▸ **DOCUMENT TEXT**:
Content starts

Interestingly, systolic BP was also linked with monocyte expression. Specifically, we found that 1 mmHg increase in systolic pressure was associated with a 2.4% increase in monocyte levels. This is compelling because monocytes play a central role in inflammasome activation and cardiovascular disease46,47 and the differentiated macrophage is the most abundant cell in atherosclerotic plaques48,49. Importantly, monocytes from hypertensive versus healthy individuals show significant increases in IL-1β and TNF-α secretion, indicating monocytes are preactivated in patients with increased blood pressure50 and compared with normal individuals, patients with essential hypertension show a significant increase in monocyte migration51, which is an early step in the atherosclerotic process52.

Whereas most air pollution health studies have focused on adults, some of which already have overt clinical cardiac disease, a strength of our study was the inclusion of participants in a young age group, allowing us to investigate air pollution effects on cardiovascular and immune functioning before clinical symptomatology. The Fresno cohorts have been previously studied and are well-characterized using rigorous and validated measures previously described13,15,33. The children in our study were primarily Hispanic (77%), representing the largest and rapidly growing minority group of youth in the United States and experience more health disparities than non-Hispanic white children53, especially in California where they are exposed to higher traffic-related pollution levels than non-Hispanic children54. Moreover, prevalence for uncontrolled hypertension is greater for Hispanic adults compared with other races and ethnicities in the U.S.55, increasing the importance to determine preclinical risk as children exposed to elevated air pollution progresses into adulthood. Another strength was our cross-sectional design, measuring the prevalence for several pollution endpoints over time, and allowing an analysis of how various air pollution exposure levels and pollution types (most studies to date have focused on a single pollutant type). Cross-sectional studies have been used to determine major findings in the field of air pollution and health56,57, with a large population-based study demonstrated significant associations between air pollution and stroke and CVDs in adults58. Finally, this is the first time that CyTOF was utilized to immunophenotype cells in a pollution study. CyTOF is superior in both data acquisition and biostatistical analysis than traditional flow cytometry59, and enable us to simultaneously analyze many immune cell markers simultaneously.

Our pollution estimates were based on the levels outside the children’s’ homes. However, most studies of air pollution health effects have used similar methods because personal exposure monitoring to measure both indoor and outdoor exposures is not feasible for long study periods. In addition, exposure averages at 12 months were less reliable because of the small exposure contrast over this time period in a single city. Also, clinical outcomes were generally based on parental reports of a physician’s previous diagnosis of their children, and a cross-sectional analysis did not allow us to examine multiple BP measurements over time because hypertension is clinically diagnosed as elevated BP readings (> 130/80) across 3 timepoints. A study of longer duration would have provided a more comprehensive picture of the effects of air pollution on children’s health. Lastly, our two-step statistical approach of PLS feature selection followed by ordinary least squares for inference may have inflated reported P values through overfitting, making the multilinear regression models exploratory.

In conclusion, we find that air pollution exposure is linked to methylation of immunoregulatory genes, immune cell profiles and blood pressure, suggesting that even at a young age, the immune and cardiovascular systems are negatively impacted by air pollution.

Content ends

▸ **STUDY QUESTIONS**:
A. In the concluding sentence of the air pollution study text, list everything that air pollution exposure is said to be linked to.
B. According to the air pollution study text, what increase in monocyte levels was associated with a 1 mmHg rise in systolic pressure?
The items that follow come from a different source than the text above.

[Saved data entries]
Content starts

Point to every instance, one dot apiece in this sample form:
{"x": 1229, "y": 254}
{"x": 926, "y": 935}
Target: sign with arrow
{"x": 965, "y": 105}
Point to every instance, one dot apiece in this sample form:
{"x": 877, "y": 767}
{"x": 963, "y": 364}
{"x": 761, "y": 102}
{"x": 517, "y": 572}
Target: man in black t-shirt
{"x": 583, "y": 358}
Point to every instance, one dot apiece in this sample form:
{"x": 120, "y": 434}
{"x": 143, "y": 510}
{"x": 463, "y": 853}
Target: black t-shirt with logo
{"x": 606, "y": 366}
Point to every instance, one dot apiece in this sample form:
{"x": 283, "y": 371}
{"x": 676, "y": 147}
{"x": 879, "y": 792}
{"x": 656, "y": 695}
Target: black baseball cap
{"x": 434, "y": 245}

Content ends

▸ **TASK SOLUTIONS**:
A.
Methylation of immunoregulatory genes
Immune cell profiles
Blood pressure

B. A 2.4% increase in monocyte levels.